## START EXCERPT
Q38. Hadoop 2.x and later implement which service as the resource coordinator?

  • kubernetes
  • JobManager
  • JobTracker
  • YARN

Q39. In MapReduce, _ have _

  • tasks; jobs
  • jobs; activities
  • jobs; tasks
  • activities; tasks

Q40. What type of software is Hadoop Common?

  • database
  • distributed computing framework
  • operating system
  • productivity tool

Q41. If no reduction is desired, you should set the numbers of _ tasks to zero

  • combiner
  • reduce
  • mapper
  • intermediate

Q42. MapReduce applications use which of these classes to report their statistics?

  • mapper
  • reducer
  • combiner
  • counter

Q43. _ is the query language, and _ is storage for NoSQL on Hadoop

  • HDFS; HQL
  • HQL; HBase
  • HDFS; SQL
  • SQL; HBase

Q44. MapReduce 1.0 _ YARN

  • does not include
  • is the same thing as
  • includes
  • replaces

Q45. Which type of Hadoop node executes file system namespace operations like opening, closing, and renaming files and directories?

  • ControllerNode
  • DataNode
  • MetadataNode
  • NameNode

Q46. HQL queries produce which job types?

  • Impala
  • MapReduce
  • Spark
  • Pig

Q47. Suppose you are trying to finish a Pig script that converts text in the input string to uppercase. What code is needed on line 2 below?

1 data = LOAD '/user/hue/pig/examples/data/midsummer.txt'... 2

  • as (text:CHAR[]); upper_case = FOREACH data GENERATE org.apache.pig.piggybank.evaluation.string.UPPER(TEXT);
  • as (text:CHARARRAY); upper_case = FOREACH data GENERATE org.apache.pig.piggybank.evaluation.string.UPPER(TEXT);
  • as (text:CHAR[]); upper_case = FOREACH data org.apache.pig.piggybank.evaluation.string.UPPER(TEXT);
  • as (text:CHARARRAY); upper_case = FOREACH data org.apache.pig.piggybank.evaluation.string.UPPER(TEXT);

Q48. In a MapReduce job, which phase runs after the Map phase completes?

  • Combiner
  • Reducer
  • Map2
  • Shuffle and Sort

Q49. Where would you configure the size of a block in a Hadoop environment?

  • dfs.block.size in hdfs-site.xmls
  • orc.write.variable.length.blocks in hive-default.xml
  • mapreduce.job.ubertask.maxbytes in mapred-site.xml
  • hdfs.block.size in hdfs-site.xml

Q50. Hadoop systems are _ RDBMS systems.

  • replacements for
  • not used with
  • substitutes for
  • additions for

Q51. Which object can be used to distribute jars or libraries for use in MapReduce tasks?

  • distributed cache
  • library manager
  • lookup store
  • registry

Q52. To view the execution details of an Impala query plan, which function would you use ?

  • explain
  • query action
  • detail
  • query plan

Q53. Which feature is used to roll back a corrupted HDFS instance to a previously known good point in time?

  • partitioning
  • snapshot
  • replication
  • high availability

Reference

Q54. Hadoop Common is written in which language?
## END EXCERPT
**REQUIRED WORK:**
[A] In the Hadoop quiz, which file path does the Pig script in Q47 load?
[B] Sum up the Hadoop quiz in two sentences.
[C] Pick up the Hadoop quiz after its final line and keep it going.
The data comes from a different source than the Hadoop quiz.
## START EXTRACTED INFORMATION
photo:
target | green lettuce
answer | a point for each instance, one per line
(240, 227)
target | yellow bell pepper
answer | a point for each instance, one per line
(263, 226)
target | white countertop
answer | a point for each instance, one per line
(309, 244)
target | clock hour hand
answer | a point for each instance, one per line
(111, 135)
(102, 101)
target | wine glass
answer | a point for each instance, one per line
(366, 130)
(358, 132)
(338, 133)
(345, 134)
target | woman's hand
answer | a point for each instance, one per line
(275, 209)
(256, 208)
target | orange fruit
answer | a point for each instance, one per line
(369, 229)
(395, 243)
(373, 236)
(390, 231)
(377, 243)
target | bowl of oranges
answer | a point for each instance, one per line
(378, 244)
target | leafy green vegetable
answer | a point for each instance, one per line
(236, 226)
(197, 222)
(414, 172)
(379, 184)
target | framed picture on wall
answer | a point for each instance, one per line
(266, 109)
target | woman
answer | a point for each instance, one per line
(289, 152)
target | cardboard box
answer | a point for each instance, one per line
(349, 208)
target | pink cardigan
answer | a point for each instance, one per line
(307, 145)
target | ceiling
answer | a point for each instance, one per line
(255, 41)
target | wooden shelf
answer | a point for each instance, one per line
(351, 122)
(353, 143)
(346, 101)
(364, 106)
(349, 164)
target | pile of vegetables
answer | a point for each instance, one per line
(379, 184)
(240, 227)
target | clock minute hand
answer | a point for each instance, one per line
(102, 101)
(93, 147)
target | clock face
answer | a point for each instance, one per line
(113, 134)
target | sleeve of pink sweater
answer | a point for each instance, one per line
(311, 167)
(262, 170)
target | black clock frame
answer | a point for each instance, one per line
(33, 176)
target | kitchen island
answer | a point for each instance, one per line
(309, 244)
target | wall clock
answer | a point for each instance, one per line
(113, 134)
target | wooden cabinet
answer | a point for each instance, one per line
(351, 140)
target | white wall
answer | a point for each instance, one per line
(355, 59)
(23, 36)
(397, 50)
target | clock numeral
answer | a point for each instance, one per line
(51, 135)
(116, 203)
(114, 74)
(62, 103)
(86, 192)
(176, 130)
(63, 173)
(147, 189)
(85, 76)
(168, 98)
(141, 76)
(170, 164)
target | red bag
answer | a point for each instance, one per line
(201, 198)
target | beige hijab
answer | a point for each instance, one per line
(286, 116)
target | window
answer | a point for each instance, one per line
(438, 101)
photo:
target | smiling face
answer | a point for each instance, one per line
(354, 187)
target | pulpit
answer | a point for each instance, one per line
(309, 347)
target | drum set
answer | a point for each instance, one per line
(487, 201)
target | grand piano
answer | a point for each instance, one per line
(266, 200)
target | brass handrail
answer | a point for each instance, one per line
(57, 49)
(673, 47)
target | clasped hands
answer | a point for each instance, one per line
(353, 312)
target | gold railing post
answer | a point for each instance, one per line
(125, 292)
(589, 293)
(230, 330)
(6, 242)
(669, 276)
## END EXTRACTED INFORMATION
**REPLIES:**
[A] '/user/hue/pig/examples/data/midsummer.txt'

[B] The quiz is a run of multiple-choice questions, numbered Q38 through Q54, on Hadoop and related tools such as YARN, MapReduce, HDFS, HBase, Pig, and Impala. Questions Q38 through Q53 each list four options, and the last one, Q54, asks which language Hadoop Common is written in.

[C]
  • C++
  • C
  • Haskell
  • Java

Q55. Which file system does Hadoop use for storage?

  • NAS
  • FAT
  • HDFS
  • NFS

Q56. What kind of storage and processing does Hadoop support?

  • encrypted
  • verified
  • distributed
  • remote

Q57. Hadoop Common consists of which components?

  • Spark and YARN
  • HDFS and MapReduce
  • HDFS and S3
  • Spark and MapReduce

Q58. Most Apache Hadoop committers' work is done at which commercial company?

  • Cloudera
  • Microsoft
  • Google
  • Amazon

Q59. To get information about Reducer job runs, which object should be added?

  • Reporter
  • IntReadable
  • IntWritable
  • Writer

Q60. After changing the default block size and restarting the cluster, to which data does the new size apply?

  • all data
  • no data
  • existing data
  • new data

Q61. Which statement should you add to improve the performance of the following query?

SELECT
  c.id,
  c.name,
  c.email_preferences.categories.surveys
FROM customers c;
  • GROUP BY
  • FILTER
  • SUB-SELECT
  • SORT

Q62. What custom object should you implement to reduce IO in MapReduce?

  • Comparator
  • Mapper
  • Combiner
  • Reducer

Q63. You can optimize Hive queries using which method?

  • secondary indices
  • summary statistics
  • column-based statistics
  • a primary key index

Q64. If you are processing a single action on each input, what type of job should you create?

  • partition-only
  • map-only
  • reduce-only
  • combine-only

Q65. The simplest possible MapReduce job optimization is to perform which of these actions?

  • Add more master nodes.
  • Implement optimized InputSplits.
  • Add more DataNodes.
  • Implement a custom Mapper.

Q66. When you implement a custom Writable, you must also define which of these object?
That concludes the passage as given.